## [Extract to read]
>>>

Reputation: 8372
I'm trying to find out why the RegExMatch command in the code below fails when I use it on a variable read from a file. It works when I assign the file content directly to a variable within AHK.
To test this, open notepad, copy the multiline content of TableCode2 into notepad and save it as c:\temp\testtable.txt
When I run the script, the first messagebox doesn't show a match. The second box matches. I tested this both on windows7 32bit and 64bit.
Any idea what the difference between both scenarios is and why I can't match against the file?
InputTable = c:\temp\testtable.txt
FileRead, TableCode, %InputTable%
TableCode2 =
(
OBJECT Table 50093 test
{
OBJECT-PROPERTIES
{
Date=22.08.13;
Time=10:47:20;
}
PROPERTIES
{
}
FIELDS
{
{ 1 ; ;test ;Text30 }
}
KEYS
{
{ ;test ;Clustered=Yes }
}
CODE
{
BEGIN
END.
}
}
)
Needle := "FIELDS(.*)KEYS"
Foundpos := RegExMatch(TableCode,Needle,Out)
msgbox, %Needle%`n %Out1%`n--------------%TableCode%
Foundpos := RegExMatch(TableCode2,Needle,Out)
msgbox, %Needle%`n %Out1%`n--------------%TableCode%
Upvotes: 1
Views: 2071
Reputation: 4085
The dot in AHK regex matches "any single character which is not part of a newline (`r`n) sequence".
And that's the tricky part: The newlines of a Windows text file are `r`n by default, whereas the bracket notation inside the code consists of `n characters as newlines.
Consequentially, RegExMatch("FIELDS(.*)KEYS")
will by default stop consuming when it encounters a `r`n. In your example regarding the file, this is immediately after FIELDS
, disallowing the regex to ever become true.
The variable TableCode2
on the other hand contains not a single `r`n character, allowing the regex to reach KEYS
.
There are many possible solutions like stripping each `r from the file, but the probably easiest and most consistent way would be to use the simple DotAll option. "This causes a period (.) to match all characters including newlines (normally, it does not match newlines)."
The resulting regex could look like this: s)FIELDS(.*)KEYS
.
However, using regular expressions to parse something that is not a regular language, shouldn't be done. If you have control over the output, use a standardized format like XML or JSON. If you are parsing some kind of programming language, use the existing compiler/interpreter to parse it, and then convert it.
Upvotes: 2

<<<

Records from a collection
>>>

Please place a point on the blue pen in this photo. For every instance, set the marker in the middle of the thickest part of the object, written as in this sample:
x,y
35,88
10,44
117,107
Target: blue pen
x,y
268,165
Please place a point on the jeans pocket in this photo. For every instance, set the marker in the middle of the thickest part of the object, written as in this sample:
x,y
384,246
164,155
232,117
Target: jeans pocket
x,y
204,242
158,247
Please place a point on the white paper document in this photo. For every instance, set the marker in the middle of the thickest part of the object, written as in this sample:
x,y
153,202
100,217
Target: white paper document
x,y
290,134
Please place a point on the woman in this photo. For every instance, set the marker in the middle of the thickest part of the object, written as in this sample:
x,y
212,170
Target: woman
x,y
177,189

<<<
>>>

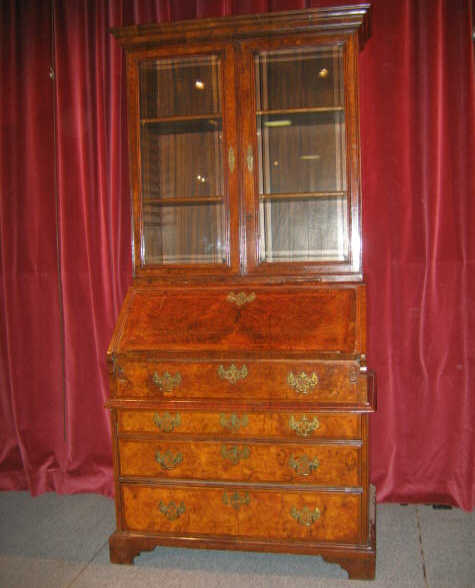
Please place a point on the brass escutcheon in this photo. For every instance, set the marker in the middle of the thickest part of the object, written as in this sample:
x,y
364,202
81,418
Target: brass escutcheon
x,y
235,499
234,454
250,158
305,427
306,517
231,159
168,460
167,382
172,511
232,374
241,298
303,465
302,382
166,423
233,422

<<<

## [Set of tasks]
a) Decide whether each statement agrees with the thread about RegExMatch, answering yes or no and quoting the deciding words of the thread: (i) The asker tested the script on both 32-bit and 64-bit Windows 7. (ii) The variable TableCode2 contains `r`n newline sequences. (iii) The reply recommends using regular expressions to parse something that is not a regular language.
b) Reproduce the part of the thread about RegExMatch that begins at the words "The variable TableCode2" and ends after the words "then convert it.".

## [Answers below]
a)
(i) Yes: "I tested this both on windows7 32bit and 64bit."
(ii) No: "contains not a single `r`n character"
(iii) No: "using regular expressions to parse something that is not a regular language, shouldn't be done."

b)
The variable TableCode2
on the other hand contains not a single `r`n character, allowing the regex to reach KEYS
.
There are many possible solutions like stripping each `r from the file, but the probably easiest and most consistent way would be to use the simple DotAll option. "This causes a period (.) to match all characters including newlines (normally, it does not match newlines)."
The resulting regex could look like this: s)FIELDS(.*)KEYS
.
However, using regular expressions to parse something that is not a regular language, shouldn't be done. If you have control over the output, use a standardized format like XML or JSON. If you are parsing some kind of programming language, use the existing compiler/interpreter to parse it, and then convert it.